### [Tasks]
1 - Using the nulls post below, decide whether each statement agrees with it: (a) Stack Overflow uses static methods; (b) the post recommends abstracting null to a default reference type when a system has consumers; (c) the first comment holds that null itself is the issue. For each, answer yes or no and quote the deciding words.
2 - In the nulls post below, what does the third comment call the major problem?

### [Document passage]
**********
A dry summary of [the above listed arguments] is that utility classes are not proper objects; therefore, they don’t fit into object-oriented world. They were inherited from procedural programming, mostly because we were used to a functional decomposition paradigm back then.

And much like the arguments against null, none of this is prefaced with context. So if you say  statics are bad in OOP, you should then say why they’re good:

[Stack Overflow] goes to great lengths to reduce garbage collection costs, skipping practices like TDD, avoiding layers of abstraction, and using static methods. While extreme, the result is highly performing code. When you’re doing hundreds of millions of objects in a short window, you can actually measure pauses in the app domain while GC runs. These have a pretty decent impact on request performance.

Null, much like static; has its place.  We should not minimize its importance, rather we should write our software to handle it. For developers this means:

  • Don’t shy away from using null/returning null if it fits your business case.
  • Do ensure you’re documenting (preferably through great naming) what null means in the context.
  • Don’t abstract null away to a ‘default’ reference type if your system has consumers; they may treat a default value differently from not knowing the value; and that’s a source of bugs.
  • In your own closed systems, reduce the amount of knowledge someone needs to interact with your code. You can architect out chaos in a truly closed system and it’s worth the extra time to do that.  This may mean throwing exceptions or having a default type. This works because you control the inputs and outputs. It works because you’re in a closed system.
  • In a system where you communicate with the outside world (read: anyone other than your own program), you will encounter failure. You will encounter the absence of data. Prepare for it.
  • If you have downstream clients, then don’t pass them null for multiple reasons (if you choose to use null); and if you can possible pass something that conveys more information, do so.  If null means “I don’t know” in your system, then it should mean that everywhere.

Programming is a means of representing and automating life interactions with computers, and life is not nearly as well ordered as programmers want it to be.  To make better software, we should prepare ourselves and our code for external forces, not chastise them for existing.

 

9 thoughts on “Nulls Are Not The Problem”

  1. The issue with null in most modern languages it is the default for reference types. Regardless of the multiple meanings attached to null, if it were opt in (something like for structs in C# Nullable) it would be more obvious in intent and easier for client developers to reason about.

    I am going to use the term “maybe” because this is my understanding of the use of the maybe monad in functional programming (https://en.wikibooks.org/wiki/Haskell/Understanding_monads/Maybe).

    For example:
    Maybe Foo()

    Implies that there may be (Just) a value or not (Nothing). There is no gray area and its not open to interpretation. Whats more is that this language has constructs to branch on that maybe value (pattern matching) and call the appropriate function for return.

    The issue is not null, its null by default.

    Thanks for the post, it was a good read 🙂

  2. The issue with null is the loss of type safety. All reference values can have a value of their type, or they can be null, even when null is not contextually valid. A far better solution is to explicitly model values that can be missing as part of the type, ala http://fsharpforfunandprofit.com/posts/the-option-type/. That way the programmer is in control. If your function should always return a value you can exclude the null option. If your function may not return always return a value then you can explicitly represent that.

  3. Object oriented programming itself is the major problem, rather than any use(s) of null. Objects should never be the primary focus of a developer.
**********
### [Dataset rows]
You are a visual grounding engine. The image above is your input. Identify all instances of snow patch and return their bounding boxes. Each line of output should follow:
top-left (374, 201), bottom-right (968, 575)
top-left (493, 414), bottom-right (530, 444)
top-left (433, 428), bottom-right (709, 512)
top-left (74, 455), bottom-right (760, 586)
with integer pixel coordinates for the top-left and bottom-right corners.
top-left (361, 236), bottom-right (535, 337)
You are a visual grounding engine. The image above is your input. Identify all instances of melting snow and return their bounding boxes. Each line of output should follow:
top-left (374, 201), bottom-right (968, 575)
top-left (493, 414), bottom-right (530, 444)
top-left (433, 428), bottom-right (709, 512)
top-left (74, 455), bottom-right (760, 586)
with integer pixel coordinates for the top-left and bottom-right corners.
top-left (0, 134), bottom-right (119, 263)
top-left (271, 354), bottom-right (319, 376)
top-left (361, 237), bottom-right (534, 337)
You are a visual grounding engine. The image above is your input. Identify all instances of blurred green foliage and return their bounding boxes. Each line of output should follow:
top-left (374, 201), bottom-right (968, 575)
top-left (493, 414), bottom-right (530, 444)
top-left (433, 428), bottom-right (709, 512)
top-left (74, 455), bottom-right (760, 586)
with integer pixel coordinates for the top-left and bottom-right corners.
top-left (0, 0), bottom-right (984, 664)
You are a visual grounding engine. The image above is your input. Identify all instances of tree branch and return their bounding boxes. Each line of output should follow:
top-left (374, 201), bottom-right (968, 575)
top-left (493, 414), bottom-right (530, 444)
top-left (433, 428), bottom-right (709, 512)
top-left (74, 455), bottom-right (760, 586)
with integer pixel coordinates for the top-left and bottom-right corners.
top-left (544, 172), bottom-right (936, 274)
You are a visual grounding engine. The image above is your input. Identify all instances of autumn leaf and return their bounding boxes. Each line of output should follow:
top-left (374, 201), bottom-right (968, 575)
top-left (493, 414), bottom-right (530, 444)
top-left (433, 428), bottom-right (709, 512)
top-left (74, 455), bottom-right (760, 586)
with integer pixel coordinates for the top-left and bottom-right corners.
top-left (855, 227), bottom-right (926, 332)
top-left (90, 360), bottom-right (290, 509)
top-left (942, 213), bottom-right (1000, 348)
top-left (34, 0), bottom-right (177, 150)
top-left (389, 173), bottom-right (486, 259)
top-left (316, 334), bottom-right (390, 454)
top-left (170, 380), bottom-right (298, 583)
**********
### [Per-task answers]
1 -
(a) Yes: "and using static methods"
(b) No: "Don’t abstract null away to a ‘default’ reference type if your system has consumers"
(c) No: "The issue is not null, its null by default."

2 - Object oriented programming itself